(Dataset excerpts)
──────

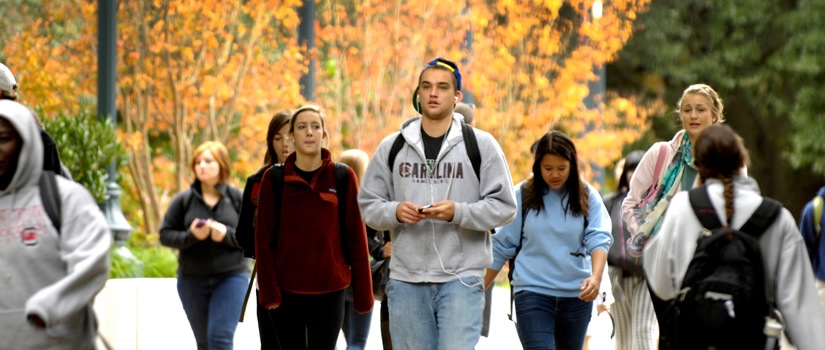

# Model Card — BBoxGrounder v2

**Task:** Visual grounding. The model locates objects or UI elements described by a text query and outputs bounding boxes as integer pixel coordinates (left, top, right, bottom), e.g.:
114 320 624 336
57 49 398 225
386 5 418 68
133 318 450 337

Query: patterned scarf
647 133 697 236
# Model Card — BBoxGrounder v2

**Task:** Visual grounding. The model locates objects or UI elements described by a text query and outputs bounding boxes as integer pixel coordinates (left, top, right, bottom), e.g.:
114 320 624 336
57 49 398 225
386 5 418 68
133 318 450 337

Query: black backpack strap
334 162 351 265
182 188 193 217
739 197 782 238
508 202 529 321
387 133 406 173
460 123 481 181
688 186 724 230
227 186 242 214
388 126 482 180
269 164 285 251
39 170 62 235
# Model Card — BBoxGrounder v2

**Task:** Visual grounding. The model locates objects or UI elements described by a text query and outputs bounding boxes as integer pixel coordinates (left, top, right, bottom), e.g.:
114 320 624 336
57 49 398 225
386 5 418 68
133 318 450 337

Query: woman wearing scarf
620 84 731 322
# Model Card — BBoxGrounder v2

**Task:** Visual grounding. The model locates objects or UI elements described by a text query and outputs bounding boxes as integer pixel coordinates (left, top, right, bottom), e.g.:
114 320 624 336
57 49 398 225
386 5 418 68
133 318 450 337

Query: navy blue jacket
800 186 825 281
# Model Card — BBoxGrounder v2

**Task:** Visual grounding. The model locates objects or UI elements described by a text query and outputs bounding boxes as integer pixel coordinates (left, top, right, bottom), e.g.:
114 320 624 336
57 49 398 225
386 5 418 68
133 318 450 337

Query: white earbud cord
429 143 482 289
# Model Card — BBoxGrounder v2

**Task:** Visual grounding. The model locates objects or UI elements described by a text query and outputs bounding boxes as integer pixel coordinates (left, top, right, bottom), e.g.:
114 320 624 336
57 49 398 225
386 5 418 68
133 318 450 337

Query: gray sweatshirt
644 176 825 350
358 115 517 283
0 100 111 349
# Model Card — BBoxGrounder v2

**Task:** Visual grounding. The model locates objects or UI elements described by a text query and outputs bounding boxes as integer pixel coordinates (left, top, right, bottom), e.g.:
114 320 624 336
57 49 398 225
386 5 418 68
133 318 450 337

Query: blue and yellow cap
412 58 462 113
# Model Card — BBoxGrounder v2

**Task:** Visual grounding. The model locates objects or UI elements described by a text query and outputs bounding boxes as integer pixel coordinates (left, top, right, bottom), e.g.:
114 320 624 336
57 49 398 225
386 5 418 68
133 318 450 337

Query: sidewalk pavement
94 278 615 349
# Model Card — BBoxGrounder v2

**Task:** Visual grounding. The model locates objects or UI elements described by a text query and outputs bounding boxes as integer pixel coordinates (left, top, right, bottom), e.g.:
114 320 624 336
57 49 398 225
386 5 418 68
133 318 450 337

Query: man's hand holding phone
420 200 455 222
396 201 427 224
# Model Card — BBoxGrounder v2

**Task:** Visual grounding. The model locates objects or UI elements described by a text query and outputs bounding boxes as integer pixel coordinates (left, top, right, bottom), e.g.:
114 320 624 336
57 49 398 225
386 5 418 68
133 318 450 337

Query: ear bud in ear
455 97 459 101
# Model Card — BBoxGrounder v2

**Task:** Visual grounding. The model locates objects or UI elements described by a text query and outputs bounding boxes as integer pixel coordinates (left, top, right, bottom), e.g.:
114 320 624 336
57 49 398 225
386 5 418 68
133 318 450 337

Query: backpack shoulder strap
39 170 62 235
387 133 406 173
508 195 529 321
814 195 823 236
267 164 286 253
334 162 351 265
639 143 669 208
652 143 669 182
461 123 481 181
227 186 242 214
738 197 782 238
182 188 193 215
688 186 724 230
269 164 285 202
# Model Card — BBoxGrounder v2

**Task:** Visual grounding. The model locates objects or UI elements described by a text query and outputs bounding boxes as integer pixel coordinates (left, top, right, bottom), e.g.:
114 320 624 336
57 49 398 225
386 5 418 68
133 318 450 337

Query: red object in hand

──────

◆ **TASK REQUIREMENTS**: Your copy should restate every record word for word and contain no pictures.

◆ **EXERCISE OUTPUT**:
# Model Card — BBoxGrounder v2

**Task:** Visual grounding. The model locates objects or UI elements described by a text query and outputs bounding boxes as integer pixel coordinates (left, top, right, bottom), e.g.:
114 320 624 336
57 49 398 225
386 5 418 68
133 318 450 337

Query: patterned scarf
647 133 697 236
# Model Card — BBoxGrounder v2

**Task:** Visual grounding. The model locates objects or UI elements described by a text query and outputs bounding boxes as integer pixel coordinates (left, top, right, bottom), e.g.:
114 320 624 336
57 49 398 225
386 5 418 68
133 318 450 337

Query: black backpack strap
334 162 351 265
182 188 193 217
739 197 782 238
508 202 529 321
387 133 406 173
460 123 481 181
688 186 724 230
227 186 242 214
388 126 482 180
269 164 285 251
39 170 62 235
# Model Card — BBoxGrounder v2

**Task:** Visual grounding. The model locates objects or UI elements described by a text query and outputs bounding boxes as integer pixel coordinates (left, top, right, bottom), e.g.:
114 320 624 336
57 49 398 225
386 5 418 68
133 318 450 337

Query: woman wearing scarf
620 84 731 322
# Model Card — BBoxGrounder v2

**Task:** Visual grounding. The model locates objects or UI elements described by a text query and outputs bounding boxes as integer pixel coordinates (left, top, right, bottom), e.g.:
114 320 624 336
57 49 398 225
386 5 418 68
133 318 450 337

Query: navy blue jacket
800 186 825 281
# Model Card — BBoxGrounder v2

**Task:** Visual grounding. The model locates objects or UI elements described by a text query and outputs bounding boxes as integer pixel coordinates (left, top, right, bottom), e.g.:
114 320 624 336
57 49 398 225
386 5 418 68
133 318 450 337

Query: white earbud cord
429 143 482 289
# Model Card — BBoxGrounder v2

**Task:** Visual grounding. The model locates objects or UI elements described by a text query and outputs bounding boxes as integer pixel coordinates (left, top, right, bottom), e.g.:
114 320 624 336
57 49 398 225
386 5 418 68
133 318 450 337

Query: gray sweatshirt
644 176 825 350
358 115 517 283
0 100 111 349
# Model Card — BBoxGrounder v2

**Task:** Visual grounding. The model locates objects or UI elements described by a text query and outputs bounding boxes as integer pixel coordinates (left, top, right, bottom), e.g.:
114 320 624 336
57 49 398 225
386 5 418 68
133 318 450 337

Query: blue and yellow cap
412 58 462 113
# Model Card — BBoxGrounder v2

**Task:** Visual grounding. The model locates objects or UI elements described by a text query and outputs bounding boxes as integer pixel coordinates (left, top, right, bottom), e.g.:
114 320 624 336
57 49 398 225
386 5 418 68
133 318 450 337

Query: sidewalk pavement
94 278 615 349
# Model Card — BBoxGrounder v2

**Task:** Visual grounding. The model locates objects or UI elements described by a text query and outputs bounding boxes as integer pixel coordinates (left, top, right, bottom), e.g.:
114 320 624 336
57 49 398 225
386 5 418 68
133 318 450 337

Query: man's hand holding phone
420 200 455 222
396 201 427 224
# Model Card — BBoxGrounder v2

**Task:** Visual grounding. The model locates objects or UI elements described by a text query and outputs bounding boxes as integer pixel coordinates (left, top, right, bottom), e.g.:
114 320 624 336
57 49 398 225
386 5 418 68
133 318 450 337

Query: ear bud in ear
455 97 459 101
# Model Card — BBoxGrounder v2

**Task:** Visual grounding. The model locates objects or UI elements described by a text query and outputs bounding boxes as integer pixel coordinates (left, top, right, bottom), e.g.:
114 320 624 336
57 49 398 225
386 5 418 68
133 318 450 337

Query: backpack shoulder strap
39 170 62 235
387 133 406 173
508 195 529 321
814 195 823 236
267 164 286 253
334 162 351 265
639 143 669 208
652 143 669 182
461 123 481 181
227 186 242 214
738 197 782 238
182 188 193 215
688 186 724 230
269 164 285 202
# Model Card — BBoxGrounder v2

**Task:** Visual grounding. The model locates objects or UI elements described by a text query and outputs bounding boxes as integer pixel coordinates (left, top, right, bottom), e.g.:
114 320 624 336
57 49 398 225
386 5 418 68
133 318 450 337

Query: red object in hand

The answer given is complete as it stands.